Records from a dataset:
════

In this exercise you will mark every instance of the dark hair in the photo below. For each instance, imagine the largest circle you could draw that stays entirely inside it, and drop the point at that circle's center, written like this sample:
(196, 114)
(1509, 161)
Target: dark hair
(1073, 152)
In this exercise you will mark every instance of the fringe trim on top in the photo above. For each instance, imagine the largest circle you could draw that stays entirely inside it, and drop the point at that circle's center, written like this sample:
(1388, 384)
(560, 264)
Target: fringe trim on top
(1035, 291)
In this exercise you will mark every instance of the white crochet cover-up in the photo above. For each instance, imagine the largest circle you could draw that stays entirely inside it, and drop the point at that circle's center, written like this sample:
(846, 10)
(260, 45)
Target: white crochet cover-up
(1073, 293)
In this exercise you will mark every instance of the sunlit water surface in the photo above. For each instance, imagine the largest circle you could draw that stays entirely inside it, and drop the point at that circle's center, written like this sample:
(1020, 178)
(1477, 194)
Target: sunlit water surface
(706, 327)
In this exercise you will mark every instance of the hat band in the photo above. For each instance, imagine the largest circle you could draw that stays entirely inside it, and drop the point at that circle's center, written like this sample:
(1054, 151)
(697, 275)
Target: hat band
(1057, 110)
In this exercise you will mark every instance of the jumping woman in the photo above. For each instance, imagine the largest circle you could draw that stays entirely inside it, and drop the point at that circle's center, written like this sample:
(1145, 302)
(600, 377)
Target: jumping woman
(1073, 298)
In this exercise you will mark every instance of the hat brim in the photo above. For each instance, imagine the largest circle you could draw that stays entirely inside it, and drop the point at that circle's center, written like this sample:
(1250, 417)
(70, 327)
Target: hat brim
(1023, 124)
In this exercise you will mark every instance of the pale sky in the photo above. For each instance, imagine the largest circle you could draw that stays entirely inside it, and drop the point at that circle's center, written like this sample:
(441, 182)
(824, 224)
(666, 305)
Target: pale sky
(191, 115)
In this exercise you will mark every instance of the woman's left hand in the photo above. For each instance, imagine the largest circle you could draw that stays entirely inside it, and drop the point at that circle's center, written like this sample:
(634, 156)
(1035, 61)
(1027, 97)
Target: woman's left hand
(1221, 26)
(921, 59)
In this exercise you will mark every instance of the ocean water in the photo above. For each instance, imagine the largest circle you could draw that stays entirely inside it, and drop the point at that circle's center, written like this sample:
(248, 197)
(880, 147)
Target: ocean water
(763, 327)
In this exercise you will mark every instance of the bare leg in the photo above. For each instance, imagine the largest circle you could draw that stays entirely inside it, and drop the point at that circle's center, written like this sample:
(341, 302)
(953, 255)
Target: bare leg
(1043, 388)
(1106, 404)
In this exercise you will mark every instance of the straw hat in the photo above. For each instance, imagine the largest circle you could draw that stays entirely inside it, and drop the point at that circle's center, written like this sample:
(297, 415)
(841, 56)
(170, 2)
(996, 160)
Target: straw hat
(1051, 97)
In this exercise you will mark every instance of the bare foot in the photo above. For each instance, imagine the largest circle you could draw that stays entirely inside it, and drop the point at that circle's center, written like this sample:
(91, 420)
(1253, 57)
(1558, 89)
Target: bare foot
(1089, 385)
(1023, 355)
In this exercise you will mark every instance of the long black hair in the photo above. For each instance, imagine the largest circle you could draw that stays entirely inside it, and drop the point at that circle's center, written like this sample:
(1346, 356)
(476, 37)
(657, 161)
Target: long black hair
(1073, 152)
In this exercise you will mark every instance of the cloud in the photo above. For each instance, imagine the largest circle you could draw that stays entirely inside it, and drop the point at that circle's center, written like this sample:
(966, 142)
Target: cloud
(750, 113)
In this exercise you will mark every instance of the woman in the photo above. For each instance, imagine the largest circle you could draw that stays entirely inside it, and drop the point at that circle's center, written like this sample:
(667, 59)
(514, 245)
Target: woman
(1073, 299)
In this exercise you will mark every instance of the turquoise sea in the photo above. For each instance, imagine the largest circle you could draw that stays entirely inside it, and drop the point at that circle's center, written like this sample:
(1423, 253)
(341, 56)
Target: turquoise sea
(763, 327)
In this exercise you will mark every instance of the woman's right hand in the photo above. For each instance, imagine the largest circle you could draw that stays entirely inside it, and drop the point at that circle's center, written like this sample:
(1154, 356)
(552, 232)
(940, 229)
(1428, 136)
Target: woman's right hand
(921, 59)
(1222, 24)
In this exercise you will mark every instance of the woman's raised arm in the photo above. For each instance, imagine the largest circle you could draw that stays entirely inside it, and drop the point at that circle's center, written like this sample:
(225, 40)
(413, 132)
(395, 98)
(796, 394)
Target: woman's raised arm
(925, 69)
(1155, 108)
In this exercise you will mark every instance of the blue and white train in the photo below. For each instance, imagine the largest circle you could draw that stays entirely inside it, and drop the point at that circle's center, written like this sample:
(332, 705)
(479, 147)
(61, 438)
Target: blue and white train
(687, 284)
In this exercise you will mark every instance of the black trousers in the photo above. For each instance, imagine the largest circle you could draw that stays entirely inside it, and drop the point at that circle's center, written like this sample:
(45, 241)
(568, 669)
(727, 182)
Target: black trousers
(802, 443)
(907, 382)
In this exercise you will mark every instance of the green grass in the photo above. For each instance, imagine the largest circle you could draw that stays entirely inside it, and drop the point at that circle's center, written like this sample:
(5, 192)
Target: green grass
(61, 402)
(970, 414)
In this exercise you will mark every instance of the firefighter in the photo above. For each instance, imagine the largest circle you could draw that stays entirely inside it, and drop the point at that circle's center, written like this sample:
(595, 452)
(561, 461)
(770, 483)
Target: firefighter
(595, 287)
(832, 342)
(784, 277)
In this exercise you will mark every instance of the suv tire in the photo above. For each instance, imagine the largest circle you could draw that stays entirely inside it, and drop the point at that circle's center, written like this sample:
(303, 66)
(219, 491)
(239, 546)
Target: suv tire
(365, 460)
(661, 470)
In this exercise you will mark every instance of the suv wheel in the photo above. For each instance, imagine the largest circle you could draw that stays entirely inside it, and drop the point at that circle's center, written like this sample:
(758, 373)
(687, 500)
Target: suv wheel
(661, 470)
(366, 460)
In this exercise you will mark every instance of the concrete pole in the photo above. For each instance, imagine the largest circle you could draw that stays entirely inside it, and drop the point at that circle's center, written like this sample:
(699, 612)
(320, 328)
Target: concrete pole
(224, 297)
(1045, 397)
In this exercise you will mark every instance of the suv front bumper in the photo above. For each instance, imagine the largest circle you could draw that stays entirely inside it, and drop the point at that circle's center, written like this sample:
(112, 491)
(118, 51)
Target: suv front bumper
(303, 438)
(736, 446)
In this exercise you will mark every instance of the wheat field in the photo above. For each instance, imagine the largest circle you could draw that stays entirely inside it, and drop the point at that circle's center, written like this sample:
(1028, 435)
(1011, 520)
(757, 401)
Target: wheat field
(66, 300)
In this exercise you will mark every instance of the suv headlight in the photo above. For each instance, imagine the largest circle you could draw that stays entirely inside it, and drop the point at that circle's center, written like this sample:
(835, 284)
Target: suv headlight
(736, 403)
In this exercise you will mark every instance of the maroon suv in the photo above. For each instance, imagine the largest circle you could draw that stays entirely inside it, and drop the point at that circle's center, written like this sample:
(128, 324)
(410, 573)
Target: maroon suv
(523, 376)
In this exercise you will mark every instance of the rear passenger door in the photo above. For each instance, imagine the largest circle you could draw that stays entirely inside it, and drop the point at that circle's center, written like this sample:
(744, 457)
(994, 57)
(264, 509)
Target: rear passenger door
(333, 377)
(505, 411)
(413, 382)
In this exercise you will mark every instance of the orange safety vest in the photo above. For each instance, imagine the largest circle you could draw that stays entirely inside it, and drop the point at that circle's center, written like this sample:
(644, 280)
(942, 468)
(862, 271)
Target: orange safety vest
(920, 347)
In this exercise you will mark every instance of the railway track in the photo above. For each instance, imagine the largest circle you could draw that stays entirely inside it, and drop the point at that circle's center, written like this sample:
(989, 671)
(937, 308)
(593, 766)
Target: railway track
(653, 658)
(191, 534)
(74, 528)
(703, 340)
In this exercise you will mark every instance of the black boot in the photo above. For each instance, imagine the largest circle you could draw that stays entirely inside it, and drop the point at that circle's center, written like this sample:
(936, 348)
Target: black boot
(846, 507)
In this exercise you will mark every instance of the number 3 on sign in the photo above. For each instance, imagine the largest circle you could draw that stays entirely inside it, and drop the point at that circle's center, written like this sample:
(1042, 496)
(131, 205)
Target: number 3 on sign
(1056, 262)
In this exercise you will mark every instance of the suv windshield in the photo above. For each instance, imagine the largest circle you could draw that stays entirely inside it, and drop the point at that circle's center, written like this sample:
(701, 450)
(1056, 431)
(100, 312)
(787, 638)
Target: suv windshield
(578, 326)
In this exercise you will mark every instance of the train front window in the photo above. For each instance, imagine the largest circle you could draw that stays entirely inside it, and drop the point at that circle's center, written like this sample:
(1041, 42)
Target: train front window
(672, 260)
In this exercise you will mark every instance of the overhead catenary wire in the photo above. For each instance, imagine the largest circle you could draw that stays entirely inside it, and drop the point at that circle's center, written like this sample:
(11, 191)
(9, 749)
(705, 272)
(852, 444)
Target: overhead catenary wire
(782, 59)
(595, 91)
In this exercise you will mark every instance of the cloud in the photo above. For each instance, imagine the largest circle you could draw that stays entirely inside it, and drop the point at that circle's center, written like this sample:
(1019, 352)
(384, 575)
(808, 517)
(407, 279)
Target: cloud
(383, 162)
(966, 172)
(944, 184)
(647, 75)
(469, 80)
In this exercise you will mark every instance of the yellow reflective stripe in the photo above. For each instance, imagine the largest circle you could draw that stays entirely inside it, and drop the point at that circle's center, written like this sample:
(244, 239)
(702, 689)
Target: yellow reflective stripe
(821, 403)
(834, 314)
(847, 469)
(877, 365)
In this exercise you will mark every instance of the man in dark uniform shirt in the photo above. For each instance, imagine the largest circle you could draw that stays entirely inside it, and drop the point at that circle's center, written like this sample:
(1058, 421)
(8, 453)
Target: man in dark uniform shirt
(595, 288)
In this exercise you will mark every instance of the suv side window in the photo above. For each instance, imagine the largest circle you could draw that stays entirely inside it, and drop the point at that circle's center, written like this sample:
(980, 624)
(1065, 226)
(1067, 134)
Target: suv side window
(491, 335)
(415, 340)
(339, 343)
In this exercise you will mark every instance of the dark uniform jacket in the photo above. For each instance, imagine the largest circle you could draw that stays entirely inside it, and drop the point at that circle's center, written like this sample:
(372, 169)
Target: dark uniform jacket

════

Rewrite the stretch from the beginning of the items through the line containing "Target: dark hair", putting "biggest" in place of "largest" and changing nothing else.

In this exercise you will mark every instance of the dark hair in the photo below. For each instance, imagine the biggest circle you could draw that stays entirely inside it, and drop the point at that circle's center, written like this sample:
(196, 114)
(1509, 161)
Target: dark hair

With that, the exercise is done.